▶ [EXERCISE DESCRIPTION]: Count the lines in the records below that contain the string "crystal", with case counting, and reply with the number alone.

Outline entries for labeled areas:
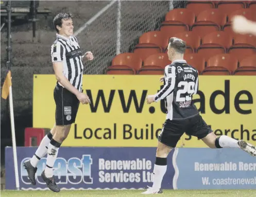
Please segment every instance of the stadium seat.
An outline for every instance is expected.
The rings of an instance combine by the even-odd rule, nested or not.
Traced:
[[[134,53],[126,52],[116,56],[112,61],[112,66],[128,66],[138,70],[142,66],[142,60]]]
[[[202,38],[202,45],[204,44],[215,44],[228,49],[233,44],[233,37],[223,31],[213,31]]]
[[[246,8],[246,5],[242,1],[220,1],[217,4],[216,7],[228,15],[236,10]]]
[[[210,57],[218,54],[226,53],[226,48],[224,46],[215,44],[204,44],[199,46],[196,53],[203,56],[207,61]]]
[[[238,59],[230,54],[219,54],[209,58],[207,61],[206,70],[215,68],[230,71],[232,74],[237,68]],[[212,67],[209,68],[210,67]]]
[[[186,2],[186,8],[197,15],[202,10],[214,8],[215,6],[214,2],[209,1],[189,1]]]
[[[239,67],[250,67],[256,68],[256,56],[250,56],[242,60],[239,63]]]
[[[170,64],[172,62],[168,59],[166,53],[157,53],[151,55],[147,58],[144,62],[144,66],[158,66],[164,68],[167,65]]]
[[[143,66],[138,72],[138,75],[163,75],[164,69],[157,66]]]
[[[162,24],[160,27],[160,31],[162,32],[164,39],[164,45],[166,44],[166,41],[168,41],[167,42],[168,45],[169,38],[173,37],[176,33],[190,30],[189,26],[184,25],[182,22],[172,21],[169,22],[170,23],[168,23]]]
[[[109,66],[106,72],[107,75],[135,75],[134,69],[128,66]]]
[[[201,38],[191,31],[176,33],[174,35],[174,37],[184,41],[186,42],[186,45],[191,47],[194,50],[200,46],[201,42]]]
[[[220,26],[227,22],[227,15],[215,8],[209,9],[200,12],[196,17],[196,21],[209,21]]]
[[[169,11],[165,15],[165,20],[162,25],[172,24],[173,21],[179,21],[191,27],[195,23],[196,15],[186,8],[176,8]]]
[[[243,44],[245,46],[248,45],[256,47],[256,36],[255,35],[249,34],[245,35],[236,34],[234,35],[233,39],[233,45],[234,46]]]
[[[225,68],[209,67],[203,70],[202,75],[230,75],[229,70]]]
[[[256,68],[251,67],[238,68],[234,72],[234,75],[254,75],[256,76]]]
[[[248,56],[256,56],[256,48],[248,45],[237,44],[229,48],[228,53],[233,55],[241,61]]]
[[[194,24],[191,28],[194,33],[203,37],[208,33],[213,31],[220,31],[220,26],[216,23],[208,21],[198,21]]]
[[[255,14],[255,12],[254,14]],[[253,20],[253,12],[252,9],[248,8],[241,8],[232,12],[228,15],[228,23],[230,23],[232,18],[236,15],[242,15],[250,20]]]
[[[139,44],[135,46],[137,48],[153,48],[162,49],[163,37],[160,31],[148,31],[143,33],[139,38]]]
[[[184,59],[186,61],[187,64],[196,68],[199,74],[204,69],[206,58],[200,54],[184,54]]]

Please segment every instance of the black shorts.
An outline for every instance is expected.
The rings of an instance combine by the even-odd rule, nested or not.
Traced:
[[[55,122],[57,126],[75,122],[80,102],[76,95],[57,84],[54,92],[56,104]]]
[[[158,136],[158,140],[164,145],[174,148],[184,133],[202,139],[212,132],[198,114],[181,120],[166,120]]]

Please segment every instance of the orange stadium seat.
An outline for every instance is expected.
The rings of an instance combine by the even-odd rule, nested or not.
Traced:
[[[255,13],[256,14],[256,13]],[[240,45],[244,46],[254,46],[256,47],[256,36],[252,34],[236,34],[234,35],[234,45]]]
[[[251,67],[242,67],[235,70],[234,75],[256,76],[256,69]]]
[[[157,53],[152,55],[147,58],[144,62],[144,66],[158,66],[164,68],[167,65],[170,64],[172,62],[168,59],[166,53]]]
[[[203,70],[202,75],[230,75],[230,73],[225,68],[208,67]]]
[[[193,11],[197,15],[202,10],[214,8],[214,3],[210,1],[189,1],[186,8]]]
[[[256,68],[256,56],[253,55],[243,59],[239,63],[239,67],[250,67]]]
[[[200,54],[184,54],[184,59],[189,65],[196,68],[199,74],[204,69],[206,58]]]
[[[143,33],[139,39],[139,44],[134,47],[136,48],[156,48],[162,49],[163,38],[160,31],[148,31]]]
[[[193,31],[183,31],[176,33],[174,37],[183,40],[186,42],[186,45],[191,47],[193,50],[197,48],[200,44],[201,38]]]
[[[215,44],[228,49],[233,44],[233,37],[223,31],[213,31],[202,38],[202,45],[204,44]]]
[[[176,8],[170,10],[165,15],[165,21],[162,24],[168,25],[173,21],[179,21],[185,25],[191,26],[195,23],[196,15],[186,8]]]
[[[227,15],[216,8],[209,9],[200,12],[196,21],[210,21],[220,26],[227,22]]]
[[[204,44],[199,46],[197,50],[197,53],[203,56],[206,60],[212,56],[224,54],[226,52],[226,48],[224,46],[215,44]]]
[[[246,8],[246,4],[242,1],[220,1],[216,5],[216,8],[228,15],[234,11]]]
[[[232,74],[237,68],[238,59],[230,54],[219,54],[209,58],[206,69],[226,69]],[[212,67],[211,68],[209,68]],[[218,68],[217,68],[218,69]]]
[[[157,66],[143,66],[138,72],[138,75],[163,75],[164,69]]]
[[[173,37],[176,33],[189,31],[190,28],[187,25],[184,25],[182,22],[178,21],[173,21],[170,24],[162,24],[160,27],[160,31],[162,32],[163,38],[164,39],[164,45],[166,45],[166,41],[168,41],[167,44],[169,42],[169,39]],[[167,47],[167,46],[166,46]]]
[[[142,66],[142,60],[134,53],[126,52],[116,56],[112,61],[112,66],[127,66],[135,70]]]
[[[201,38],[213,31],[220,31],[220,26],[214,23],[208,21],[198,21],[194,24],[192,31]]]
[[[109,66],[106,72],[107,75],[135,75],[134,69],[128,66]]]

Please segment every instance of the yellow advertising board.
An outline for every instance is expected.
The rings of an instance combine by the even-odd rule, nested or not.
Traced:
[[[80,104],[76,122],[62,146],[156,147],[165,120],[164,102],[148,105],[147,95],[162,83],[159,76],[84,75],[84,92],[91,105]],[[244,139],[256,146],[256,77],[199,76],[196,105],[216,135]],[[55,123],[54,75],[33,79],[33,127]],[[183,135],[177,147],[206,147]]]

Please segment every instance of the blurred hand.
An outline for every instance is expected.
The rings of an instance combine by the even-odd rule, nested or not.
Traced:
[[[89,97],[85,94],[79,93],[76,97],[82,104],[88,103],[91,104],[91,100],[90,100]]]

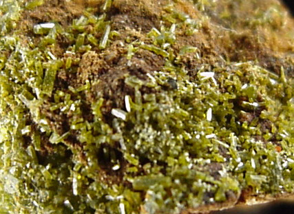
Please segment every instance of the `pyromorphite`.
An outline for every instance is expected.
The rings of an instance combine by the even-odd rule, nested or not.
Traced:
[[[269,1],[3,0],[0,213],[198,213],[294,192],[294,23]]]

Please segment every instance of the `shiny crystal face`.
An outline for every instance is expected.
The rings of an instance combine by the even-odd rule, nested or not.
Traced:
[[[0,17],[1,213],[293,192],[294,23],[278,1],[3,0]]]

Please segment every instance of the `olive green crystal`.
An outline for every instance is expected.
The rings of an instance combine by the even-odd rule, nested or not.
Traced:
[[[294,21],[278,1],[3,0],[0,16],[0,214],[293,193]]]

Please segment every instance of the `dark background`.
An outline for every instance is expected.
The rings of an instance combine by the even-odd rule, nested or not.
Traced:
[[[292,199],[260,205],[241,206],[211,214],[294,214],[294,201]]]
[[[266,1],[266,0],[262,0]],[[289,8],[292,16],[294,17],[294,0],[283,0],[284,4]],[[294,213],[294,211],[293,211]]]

▶ [THE COMPLETED TASK]: 2